Challenge:
Return the passage on L'Oreal's founding family and its tie to Nestle word for word, in full.
BEGIN Quoted text
Like most companies, there is a fair amount of controversy surrounding the founder, Eugene Schueller. He provided funding for a fascist French movement that then collaborated with the Nazis during World War Two in Vichy France. Anti communist he was too, that sounds more like an entrepreneur. Ironically Schueller's granddaughter (Bettencourt's only daughter, Françoise Bettencourt Meyers) married Jean-Pierre Meyers, who's grandfather, a rabbi by the name of Robert Meyers was murdered at Auschwitz by the Nazis. Astonishing history.

Now if you think the family you live in is pulling in different directions, the granddaughter, Françoise has sued François-Marie Banier in 2008 (whilst her mom was still a board member) for taking money from here mum and wanted to declare her mum mentally unstable. Wow. She is currently under the care of her family. The son in law, Jean-Pierre Meyers is the vice chairman and if you wondered who was next in line (and naturally from the family's point of view the best person for the job), the founders great grandson, Jean-Victor Meyers is also on the board!!! But, fear not, they are not operational, rather non executive members of the board to keep an eye on the family wealth. Three of them? Well, yes. Nestle have the same number of board members, more on that in a second.

Why does the family matter at all? Because Liliane Bettencourt (the family) are the major shareholder here, as per this graphic from their annual report last year.

And Nestle? Well, for now the agreement between the two exists whereby they vote and agree together. And as such control the company. So how did Nestle get that big stake? And how did L'Oreal get a 9 odd percent stake in Sanofi-Aventis? A very valuable stake at that, around 9 billion Euros, around 12 and a half billion Dollars. Nestle and Bettencourt signed an agreement nearly 40 years ago in which they gave each other the option to buy their respective stakes as at a date, and that date is 29 April 2014. Nestle cannot increase their stake in L'Oreal for six months after Bettencourt dies, I am guessing that when the document was signed all those years ago that everyone thought they would not be around to see this. But from 29 April 2014, Nestle is able to sell this stake to whomever they want.
END Quoted text
BEGIN Data rows
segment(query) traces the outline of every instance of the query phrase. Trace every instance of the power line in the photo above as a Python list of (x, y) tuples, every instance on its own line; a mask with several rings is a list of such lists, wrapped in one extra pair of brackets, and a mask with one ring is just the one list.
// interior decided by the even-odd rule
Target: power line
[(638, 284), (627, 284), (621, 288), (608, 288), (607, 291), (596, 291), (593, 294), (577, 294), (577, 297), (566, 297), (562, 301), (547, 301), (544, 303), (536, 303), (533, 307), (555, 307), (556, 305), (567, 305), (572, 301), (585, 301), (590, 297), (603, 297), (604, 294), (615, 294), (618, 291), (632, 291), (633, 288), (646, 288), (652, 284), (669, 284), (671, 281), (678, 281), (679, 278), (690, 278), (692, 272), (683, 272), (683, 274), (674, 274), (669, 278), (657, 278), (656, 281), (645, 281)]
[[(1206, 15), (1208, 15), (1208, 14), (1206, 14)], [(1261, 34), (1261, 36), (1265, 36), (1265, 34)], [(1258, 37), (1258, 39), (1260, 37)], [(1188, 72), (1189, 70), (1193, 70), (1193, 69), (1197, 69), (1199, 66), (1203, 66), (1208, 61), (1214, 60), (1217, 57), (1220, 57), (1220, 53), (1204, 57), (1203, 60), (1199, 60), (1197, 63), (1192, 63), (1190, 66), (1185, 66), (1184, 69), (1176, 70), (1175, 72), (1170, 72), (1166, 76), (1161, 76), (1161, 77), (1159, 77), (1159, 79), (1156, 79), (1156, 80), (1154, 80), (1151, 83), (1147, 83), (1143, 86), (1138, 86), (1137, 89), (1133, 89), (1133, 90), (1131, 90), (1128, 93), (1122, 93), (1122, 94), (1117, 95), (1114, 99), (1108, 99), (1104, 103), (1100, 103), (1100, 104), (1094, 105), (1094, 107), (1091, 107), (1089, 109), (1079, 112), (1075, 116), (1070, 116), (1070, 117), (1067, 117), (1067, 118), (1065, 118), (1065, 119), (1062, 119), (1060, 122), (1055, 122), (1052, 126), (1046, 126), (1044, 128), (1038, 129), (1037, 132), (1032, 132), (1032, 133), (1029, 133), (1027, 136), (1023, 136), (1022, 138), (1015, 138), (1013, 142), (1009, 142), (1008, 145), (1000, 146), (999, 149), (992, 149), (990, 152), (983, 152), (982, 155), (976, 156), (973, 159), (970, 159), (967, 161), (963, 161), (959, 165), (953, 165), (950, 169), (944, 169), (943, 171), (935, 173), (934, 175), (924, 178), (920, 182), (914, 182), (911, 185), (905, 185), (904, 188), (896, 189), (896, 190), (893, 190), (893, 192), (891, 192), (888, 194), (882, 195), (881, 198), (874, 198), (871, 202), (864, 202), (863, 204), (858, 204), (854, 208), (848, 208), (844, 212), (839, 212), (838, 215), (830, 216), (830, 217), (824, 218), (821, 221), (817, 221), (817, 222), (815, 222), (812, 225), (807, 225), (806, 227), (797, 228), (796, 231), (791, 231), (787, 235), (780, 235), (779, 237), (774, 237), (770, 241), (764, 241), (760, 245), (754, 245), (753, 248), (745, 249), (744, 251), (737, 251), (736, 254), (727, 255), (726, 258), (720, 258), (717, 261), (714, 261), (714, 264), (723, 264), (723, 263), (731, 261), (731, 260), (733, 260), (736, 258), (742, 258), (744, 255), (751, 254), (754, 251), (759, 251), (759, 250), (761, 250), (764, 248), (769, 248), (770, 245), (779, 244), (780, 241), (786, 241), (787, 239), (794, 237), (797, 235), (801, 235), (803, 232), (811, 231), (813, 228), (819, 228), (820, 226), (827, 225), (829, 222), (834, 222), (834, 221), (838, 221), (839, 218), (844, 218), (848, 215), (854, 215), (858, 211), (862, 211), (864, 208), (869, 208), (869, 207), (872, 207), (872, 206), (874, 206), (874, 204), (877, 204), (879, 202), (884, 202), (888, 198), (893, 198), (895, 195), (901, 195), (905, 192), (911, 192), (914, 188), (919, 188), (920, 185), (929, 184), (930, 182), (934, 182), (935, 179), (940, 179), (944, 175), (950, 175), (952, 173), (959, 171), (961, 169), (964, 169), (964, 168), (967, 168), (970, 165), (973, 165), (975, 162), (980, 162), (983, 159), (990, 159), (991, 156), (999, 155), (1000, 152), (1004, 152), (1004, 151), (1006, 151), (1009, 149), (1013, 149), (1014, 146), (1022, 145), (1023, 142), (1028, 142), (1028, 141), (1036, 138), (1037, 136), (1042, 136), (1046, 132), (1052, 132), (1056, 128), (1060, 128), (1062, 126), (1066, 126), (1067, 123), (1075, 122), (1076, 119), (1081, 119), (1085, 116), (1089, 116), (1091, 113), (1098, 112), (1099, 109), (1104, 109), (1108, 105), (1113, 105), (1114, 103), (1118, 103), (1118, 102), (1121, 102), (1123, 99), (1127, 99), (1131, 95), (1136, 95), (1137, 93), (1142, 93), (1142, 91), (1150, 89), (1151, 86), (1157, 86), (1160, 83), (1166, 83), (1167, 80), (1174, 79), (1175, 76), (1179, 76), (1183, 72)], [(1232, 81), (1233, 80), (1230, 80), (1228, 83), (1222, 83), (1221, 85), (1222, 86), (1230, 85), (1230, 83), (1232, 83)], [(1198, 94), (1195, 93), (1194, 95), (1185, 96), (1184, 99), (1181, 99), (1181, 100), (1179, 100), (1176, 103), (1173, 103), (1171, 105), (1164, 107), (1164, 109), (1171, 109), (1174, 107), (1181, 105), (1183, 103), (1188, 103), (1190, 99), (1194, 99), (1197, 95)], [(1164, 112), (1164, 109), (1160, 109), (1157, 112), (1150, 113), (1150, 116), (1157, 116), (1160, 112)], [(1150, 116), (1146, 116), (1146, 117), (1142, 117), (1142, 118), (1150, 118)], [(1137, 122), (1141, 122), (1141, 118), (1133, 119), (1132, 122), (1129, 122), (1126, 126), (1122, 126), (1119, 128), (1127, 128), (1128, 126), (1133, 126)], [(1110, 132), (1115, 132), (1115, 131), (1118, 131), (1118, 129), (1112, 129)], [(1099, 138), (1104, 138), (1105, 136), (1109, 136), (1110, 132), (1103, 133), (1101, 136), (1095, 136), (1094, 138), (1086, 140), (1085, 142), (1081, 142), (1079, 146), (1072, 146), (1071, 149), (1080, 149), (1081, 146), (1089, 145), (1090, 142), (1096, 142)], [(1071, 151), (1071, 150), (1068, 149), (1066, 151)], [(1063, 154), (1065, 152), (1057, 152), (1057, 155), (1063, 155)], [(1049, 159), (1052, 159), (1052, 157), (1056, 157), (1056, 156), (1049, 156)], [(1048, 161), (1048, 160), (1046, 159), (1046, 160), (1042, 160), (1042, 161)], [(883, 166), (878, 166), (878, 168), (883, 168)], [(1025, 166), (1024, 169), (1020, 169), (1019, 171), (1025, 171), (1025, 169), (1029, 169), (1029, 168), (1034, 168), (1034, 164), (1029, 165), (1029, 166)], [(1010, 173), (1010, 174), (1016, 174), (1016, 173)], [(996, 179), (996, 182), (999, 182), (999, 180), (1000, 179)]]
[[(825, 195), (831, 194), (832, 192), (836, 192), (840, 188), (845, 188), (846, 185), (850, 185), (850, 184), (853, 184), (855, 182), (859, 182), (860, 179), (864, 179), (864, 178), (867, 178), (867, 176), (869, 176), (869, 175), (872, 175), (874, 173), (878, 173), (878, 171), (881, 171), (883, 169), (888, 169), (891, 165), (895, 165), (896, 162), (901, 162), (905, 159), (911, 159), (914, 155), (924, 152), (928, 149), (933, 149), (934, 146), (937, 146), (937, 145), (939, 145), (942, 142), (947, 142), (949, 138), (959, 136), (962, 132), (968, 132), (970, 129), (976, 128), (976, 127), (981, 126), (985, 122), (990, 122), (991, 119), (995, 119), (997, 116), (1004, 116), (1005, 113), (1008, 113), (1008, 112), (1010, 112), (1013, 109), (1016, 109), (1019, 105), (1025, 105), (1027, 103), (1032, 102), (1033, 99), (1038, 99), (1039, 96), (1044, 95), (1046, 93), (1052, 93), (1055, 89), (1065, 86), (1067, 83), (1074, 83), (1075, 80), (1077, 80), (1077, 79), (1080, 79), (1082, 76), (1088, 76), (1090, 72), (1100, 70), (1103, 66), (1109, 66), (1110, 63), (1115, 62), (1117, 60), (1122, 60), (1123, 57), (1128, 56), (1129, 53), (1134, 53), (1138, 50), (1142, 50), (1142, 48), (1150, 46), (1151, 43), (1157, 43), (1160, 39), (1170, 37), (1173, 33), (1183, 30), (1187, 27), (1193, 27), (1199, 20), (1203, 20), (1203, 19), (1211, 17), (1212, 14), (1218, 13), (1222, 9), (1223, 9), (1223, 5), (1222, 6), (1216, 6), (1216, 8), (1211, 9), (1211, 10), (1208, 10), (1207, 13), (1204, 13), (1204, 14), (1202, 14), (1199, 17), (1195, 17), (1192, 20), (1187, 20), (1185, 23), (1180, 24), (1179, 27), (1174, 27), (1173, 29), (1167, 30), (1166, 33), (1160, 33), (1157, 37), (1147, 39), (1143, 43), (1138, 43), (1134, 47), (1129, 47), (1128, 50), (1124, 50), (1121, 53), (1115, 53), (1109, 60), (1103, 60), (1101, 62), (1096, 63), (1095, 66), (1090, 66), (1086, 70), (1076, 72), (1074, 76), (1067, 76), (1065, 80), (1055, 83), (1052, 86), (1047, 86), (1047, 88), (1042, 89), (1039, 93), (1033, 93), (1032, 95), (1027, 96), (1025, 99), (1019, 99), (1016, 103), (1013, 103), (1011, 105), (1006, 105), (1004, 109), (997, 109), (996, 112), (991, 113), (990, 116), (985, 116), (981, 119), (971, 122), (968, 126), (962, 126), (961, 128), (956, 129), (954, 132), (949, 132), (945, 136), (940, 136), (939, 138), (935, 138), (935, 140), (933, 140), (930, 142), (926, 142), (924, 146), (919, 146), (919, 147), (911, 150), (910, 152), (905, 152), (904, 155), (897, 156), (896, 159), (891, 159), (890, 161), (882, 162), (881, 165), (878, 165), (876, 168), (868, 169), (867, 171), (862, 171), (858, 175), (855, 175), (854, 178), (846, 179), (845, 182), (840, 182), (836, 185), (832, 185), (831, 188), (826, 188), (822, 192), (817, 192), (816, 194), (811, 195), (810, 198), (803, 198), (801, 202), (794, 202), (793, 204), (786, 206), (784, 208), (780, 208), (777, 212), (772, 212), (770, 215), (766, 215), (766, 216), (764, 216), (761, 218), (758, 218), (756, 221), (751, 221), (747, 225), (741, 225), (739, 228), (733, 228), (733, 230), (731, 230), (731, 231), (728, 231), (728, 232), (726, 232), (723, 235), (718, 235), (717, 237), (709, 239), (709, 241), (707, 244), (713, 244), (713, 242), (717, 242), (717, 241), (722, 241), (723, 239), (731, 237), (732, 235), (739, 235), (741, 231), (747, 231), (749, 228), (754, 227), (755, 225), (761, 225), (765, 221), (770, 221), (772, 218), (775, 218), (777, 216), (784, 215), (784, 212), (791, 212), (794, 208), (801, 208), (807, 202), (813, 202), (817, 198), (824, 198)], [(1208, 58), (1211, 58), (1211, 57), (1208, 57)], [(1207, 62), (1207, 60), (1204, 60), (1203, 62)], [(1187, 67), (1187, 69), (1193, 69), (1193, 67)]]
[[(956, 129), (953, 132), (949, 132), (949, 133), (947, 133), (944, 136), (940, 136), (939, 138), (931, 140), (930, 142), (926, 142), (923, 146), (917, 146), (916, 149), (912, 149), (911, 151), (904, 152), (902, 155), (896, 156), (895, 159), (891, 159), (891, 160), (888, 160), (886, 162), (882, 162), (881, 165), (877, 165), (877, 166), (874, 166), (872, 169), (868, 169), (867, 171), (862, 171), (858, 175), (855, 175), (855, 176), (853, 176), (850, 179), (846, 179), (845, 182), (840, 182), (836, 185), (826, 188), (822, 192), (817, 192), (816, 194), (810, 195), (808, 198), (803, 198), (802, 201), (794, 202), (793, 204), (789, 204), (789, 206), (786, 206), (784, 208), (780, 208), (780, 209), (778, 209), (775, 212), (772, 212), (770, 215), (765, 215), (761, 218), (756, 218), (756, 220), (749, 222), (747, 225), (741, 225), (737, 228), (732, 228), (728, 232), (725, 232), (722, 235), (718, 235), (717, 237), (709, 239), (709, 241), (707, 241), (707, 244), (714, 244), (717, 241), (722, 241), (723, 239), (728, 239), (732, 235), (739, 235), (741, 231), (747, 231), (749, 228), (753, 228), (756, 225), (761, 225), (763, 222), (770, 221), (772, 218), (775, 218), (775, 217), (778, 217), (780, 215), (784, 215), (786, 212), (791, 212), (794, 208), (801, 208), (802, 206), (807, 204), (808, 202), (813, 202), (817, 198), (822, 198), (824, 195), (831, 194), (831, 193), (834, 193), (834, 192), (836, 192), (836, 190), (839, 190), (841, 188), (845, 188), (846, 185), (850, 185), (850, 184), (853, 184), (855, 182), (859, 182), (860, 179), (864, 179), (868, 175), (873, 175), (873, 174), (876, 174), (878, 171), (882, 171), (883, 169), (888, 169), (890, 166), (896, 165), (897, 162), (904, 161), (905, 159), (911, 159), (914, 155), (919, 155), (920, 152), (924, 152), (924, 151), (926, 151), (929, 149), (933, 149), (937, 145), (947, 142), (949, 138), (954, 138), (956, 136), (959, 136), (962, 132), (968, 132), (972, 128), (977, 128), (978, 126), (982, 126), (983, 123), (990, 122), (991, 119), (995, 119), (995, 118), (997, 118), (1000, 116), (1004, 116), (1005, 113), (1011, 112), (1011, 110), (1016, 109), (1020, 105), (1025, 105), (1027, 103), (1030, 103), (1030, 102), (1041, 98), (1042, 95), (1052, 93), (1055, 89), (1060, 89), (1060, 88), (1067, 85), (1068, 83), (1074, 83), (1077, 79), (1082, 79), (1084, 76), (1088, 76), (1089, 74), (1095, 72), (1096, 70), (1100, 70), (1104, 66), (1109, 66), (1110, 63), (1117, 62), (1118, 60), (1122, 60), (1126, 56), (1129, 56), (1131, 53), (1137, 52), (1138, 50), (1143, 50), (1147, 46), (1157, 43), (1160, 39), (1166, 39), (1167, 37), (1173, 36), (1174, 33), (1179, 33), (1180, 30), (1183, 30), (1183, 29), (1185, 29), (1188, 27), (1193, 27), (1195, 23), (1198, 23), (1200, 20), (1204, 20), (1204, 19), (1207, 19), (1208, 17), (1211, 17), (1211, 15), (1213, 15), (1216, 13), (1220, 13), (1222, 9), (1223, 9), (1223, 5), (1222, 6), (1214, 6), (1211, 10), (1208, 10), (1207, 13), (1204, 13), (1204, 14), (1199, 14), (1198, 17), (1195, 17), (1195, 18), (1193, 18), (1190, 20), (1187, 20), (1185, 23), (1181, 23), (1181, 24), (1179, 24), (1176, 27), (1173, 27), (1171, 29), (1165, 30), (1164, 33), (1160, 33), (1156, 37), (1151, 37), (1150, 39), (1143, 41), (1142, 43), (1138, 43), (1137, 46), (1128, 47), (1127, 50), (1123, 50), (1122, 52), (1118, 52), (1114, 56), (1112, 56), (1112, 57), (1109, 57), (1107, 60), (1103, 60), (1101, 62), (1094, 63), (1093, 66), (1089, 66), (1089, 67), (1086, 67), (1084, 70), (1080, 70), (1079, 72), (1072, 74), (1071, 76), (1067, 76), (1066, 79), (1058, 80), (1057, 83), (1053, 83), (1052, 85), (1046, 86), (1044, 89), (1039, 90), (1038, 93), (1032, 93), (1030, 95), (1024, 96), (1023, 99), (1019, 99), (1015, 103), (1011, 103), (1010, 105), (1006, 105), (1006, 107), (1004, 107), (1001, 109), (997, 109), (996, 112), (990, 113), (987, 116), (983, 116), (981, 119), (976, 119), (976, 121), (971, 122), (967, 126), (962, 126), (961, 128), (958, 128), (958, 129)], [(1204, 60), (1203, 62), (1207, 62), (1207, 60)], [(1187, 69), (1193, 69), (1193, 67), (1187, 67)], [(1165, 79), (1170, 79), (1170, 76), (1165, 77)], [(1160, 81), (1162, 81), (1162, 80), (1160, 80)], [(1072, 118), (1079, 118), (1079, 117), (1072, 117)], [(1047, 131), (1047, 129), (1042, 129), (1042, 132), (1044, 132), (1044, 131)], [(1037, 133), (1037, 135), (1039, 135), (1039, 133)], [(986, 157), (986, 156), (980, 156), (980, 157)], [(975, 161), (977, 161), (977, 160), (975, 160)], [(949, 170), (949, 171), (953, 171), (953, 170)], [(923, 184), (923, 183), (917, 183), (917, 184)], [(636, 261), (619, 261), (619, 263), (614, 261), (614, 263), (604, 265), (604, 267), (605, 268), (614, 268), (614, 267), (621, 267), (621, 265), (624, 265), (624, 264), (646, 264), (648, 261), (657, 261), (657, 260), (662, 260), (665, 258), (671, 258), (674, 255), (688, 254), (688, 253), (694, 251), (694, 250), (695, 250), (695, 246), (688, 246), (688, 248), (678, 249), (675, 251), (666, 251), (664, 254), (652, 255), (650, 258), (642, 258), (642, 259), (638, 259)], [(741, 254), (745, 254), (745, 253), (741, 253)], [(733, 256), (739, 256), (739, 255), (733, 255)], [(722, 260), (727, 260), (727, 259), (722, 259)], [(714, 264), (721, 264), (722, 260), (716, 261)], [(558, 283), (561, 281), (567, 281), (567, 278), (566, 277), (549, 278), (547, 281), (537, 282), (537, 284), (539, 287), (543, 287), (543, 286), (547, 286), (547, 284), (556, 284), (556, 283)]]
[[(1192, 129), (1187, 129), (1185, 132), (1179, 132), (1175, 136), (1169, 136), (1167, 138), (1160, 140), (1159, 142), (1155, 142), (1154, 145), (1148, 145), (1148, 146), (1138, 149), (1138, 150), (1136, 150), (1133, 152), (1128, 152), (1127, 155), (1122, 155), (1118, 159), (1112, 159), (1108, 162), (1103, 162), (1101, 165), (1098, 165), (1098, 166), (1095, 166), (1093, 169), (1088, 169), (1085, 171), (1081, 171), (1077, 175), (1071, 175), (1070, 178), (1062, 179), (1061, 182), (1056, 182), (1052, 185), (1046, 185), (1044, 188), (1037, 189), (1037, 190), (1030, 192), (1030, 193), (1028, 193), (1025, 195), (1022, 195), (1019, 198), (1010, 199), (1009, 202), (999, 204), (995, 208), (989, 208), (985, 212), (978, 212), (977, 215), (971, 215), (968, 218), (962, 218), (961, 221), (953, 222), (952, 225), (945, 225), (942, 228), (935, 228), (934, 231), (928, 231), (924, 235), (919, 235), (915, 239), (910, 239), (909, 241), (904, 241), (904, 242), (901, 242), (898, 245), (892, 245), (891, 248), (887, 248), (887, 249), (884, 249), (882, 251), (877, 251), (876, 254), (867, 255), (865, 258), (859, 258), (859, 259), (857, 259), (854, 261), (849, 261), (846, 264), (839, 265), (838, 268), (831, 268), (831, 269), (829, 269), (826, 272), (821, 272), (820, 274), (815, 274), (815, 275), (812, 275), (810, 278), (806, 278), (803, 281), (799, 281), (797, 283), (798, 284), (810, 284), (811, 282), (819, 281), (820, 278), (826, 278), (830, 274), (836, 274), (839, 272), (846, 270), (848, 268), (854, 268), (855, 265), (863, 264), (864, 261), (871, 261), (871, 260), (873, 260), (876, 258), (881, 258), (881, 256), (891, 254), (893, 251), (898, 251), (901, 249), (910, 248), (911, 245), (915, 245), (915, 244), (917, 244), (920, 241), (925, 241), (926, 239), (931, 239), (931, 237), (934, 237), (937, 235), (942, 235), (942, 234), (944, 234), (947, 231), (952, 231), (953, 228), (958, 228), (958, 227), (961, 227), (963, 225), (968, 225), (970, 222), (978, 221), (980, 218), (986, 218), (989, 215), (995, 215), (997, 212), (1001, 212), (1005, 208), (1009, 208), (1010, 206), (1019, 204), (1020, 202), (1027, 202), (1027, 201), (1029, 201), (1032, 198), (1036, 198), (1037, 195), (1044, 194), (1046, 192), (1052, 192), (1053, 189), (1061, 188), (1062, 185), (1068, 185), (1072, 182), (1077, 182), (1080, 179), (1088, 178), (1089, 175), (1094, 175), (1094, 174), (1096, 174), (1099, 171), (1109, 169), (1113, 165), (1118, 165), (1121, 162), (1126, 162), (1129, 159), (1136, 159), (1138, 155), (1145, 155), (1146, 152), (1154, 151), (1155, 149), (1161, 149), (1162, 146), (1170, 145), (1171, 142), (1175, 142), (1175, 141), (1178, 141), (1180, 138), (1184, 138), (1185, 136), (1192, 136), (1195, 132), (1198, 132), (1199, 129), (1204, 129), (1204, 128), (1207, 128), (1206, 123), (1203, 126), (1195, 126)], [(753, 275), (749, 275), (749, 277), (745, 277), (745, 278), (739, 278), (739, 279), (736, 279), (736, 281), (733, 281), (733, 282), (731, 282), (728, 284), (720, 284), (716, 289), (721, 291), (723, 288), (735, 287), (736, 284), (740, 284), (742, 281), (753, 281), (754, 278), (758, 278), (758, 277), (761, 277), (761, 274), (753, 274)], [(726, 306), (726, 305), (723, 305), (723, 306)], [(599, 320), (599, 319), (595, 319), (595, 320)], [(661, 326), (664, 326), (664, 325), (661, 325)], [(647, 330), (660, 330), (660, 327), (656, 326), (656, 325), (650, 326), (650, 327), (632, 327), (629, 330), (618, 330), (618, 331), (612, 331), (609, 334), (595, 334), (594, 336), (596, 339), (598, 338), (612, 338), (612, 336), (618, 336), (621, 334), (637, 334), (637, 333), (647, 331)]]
END Data rows
The output:
Like most companies, there is a fair amount of controversy surrounding the founder, Eugene Schueller. He provided funding for a fascist French movement that then collaborated with the Nazis during World War Two in Vichy France. Anti communist he was too, that sounds more like an entrepreneur. Ironically Schueller's granddaughter (Bettencourt's only daughter, Françoise Bettencourt Meyers) married Jean-Pierre Meyers, who's grandfather, a rabbi by the name of Robert Meyers was murdered at Auschwitz by the Nazis. Astonishing history.

Now if you think the family you live in is pulling in different directions, the granddaughter, Françoise has sued François-Marie Banier in 2008 (whilst her mom was still a board member) for taking money from here mum and wanted to declare her mum mentally unstable. Wow. She is currently under the care of her family. The son in law, Jean-Pierre Meyers is the vice chairman and if you wondered who was next in line (and naturally from the family's point of view the best person for the job), the founders great grandson, Jean-Victor Meyers is also on the board!!! But, fear not, they are not operational, rather non executive members of the board to keep an eye on the family wealth. Three of them? Well, yes. Nestle have the same number of board members, more on that in a second.

Why does the family matter at all? Because Liliane Bettencourt (the family) are the major shareholder here, as per this graphic from their annual report last year.

And Nestle? Well, for now the agreement between the two exists whereby they vote and agree together. And as such control the company. So how did Nestle get that big stake? And how did L'Oreal get a 9 odd percent stake in Sanofi-Aventis? A very valuable stake at that, around 9 billion Euros, around 12 and a half billion Dollars. Nestle and Bettencourt signed an agreement nearly 40 years ago in which they gave each other the option to buy their respective stakes as at a date, and that date is 29 April 2014. Nestle cannot increase their stake in L'Oreal for six months after Bettencourt dies, I am guessing that when the document was signed all those years ago that everyone thought they would not be around to see this. But from 29 April 2014, Nestle is able to sell this stake to whomever they want.